With Fist of the Blue Sky, we're outsourcing the bulk of the work to a Taiwan studio, but we've been pretty hands-on in quality control. Budgetarily, it's a little lower than our normal shows, so we have to be even smarter with how it works. But so far, the author is loving it. He's been very hands-on in saying yay or nay to how characters look, obviously. And so him loving it sort of proves to us that we're doing a pretty good job with it.

J CUBE Inc. recently developed the Maneki software. What sort of impact has that had internally since that was developed?

So there's two shaders that we've been involved in and the Maneki was developed by J CUBE and used on Blame! It hasn't been used on other projects since. Godzilla is using our other proprietary software as well. So J CUBE used to be 100% owned by us, but now we've divested from it. But I think it's a healthy competition between developers when they see Polygon's shader and Maneki's ideal is to implement a higher gradation of colours and create a more 3DCG look and style. And that sort of pushed the other guys to go further with their shaders, so it's a healthy competition.

- **DATA SUPPLIED**:
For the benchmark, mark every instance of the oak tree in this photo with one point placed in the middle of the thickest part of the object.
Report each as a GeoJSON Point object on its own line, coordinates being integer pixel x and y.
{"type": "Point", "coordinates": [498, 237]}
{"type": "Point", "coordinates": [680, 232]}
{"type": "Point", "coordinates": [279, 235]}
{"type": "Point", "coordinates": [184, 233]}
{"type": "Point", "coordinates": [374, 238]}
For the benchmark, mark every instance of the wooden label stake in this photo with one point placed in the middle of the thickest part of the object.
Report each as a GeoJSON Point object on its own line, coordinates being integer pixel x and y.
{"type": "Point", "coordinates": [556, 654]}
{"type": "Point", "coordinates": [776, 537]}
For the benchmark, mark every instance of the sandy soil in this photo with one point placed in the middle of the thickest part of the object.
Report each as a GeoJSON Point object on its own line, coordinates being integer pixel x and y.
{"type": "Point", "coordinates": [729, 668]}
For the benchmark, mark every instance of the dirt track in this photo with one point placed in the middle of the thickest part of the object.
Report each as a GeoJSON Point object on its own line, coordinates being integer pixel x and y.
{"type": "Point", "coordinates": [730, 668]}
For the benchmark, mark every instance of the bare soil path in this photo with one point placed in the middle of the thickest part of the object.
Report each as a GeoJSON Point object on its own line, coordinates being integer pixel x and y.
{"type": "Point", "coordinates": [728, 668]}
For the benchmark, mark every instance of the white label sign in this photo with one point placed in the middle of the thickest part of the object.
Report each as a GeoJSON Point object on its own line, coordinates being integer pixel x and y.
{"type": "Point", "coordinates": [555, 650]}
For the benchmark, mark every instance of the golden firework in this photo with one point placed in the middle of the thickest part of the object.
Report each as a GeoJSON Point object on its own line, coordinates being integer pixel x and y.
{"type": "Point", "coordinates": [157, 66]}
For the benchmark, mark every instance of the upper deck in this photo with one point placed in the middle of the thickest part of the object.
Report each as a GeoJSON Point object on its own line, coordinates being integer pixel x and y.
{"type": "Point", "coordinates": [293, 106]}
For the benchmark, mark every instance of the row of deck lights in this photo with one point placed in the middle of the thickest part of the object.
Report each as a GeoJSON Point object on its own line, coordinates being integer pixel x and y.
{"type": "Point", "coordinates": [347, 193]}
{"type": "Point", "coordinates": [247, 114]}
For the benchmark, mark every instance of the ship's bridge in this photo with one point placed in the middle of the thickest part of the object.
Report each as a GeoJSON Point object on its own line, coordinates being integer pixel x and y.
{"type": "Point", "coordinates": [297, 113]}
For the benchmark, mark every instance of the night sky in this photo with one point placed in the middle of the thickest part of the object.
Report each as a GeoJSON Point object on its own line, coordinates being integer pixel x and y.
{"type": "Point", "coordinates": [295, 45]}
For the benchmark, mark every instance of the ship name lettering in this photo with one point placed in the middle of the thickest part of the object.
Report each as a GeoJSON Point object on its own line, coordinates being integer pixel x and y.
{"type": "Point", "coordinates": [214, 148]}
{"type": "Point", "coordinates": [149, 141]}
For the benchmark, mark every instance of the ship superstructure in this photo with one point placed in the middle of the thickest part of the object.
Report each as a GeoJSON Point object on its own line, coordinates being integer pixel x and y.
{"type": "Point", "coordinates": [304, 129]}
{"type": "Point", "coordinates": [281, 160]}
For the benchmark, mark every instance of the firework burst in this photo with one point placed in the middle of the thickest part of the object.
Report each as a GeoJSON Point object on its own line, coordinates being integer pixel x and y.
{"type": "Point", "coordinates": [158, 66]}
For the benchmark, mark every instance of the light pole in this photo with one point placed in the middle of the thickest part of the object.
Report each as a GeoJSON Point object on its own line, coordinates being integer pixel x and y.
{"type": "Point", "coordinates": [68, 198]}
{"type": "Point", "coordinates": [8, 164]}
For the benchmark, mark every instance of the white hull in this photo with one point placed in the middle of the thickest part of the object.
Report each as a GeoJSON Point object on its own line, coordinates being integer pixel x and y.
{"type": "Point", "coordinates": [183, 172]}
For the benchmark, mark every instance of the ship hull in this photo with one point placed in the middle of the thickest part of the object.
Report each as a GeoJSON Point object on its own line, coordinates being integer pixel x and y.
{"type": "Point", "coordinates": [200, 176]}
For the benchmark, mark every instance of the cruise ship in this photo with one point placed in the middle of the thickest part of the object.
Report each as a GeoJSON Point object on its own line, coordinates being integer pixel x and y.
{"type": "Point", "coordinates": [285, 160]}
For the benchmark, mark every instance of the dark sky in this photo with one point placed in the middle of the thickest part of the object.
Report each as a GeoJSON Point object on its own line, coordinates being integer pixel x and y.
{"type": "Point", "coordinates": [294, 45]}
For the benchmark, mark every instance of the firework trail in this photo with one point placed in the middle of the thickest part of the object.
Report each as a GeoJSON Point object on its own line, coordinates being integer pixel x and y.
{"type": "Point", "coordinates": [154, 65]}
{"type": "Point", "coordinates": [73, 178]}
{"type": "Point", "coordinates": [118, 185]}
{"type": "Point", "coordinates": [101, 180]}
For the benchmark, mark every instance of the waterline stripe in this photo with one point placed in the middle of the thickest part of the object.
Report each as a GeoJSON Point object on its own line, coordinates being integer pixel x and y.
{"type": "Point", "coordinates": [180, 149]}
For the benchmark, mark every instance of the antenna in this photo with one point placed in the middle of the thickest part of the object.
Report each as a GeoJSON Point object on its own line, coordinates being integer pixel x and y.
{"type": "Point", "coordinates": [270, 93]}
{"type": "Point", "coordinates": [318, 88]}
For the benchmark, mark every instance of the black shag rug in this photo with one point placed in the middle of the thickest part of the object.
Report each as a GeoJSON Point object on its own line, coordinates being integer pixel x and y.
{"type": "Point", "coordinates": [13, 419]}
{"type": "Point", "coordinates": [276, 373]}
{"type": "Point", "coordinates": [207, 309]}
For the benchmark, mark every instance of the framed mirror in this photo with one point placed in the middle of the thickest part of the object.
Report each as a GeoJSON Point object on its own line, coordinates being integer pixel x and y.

- **ACTIVITY**:
Answer these questions using the interview excerpt:
1. To what kind of studio is the bulk of the work on Fist of the Blue Sky being outsourced?
2. How does the budget for Fist of the Blue Sky compare with the company's normal shows?
3. Which company developed the Maneki software, and on which project was it used?

- **COMPLETED TASK**:
1. A Taiwan studio.
2. It is a little lower.
3. J CUBE developed it, and it was used on Blame!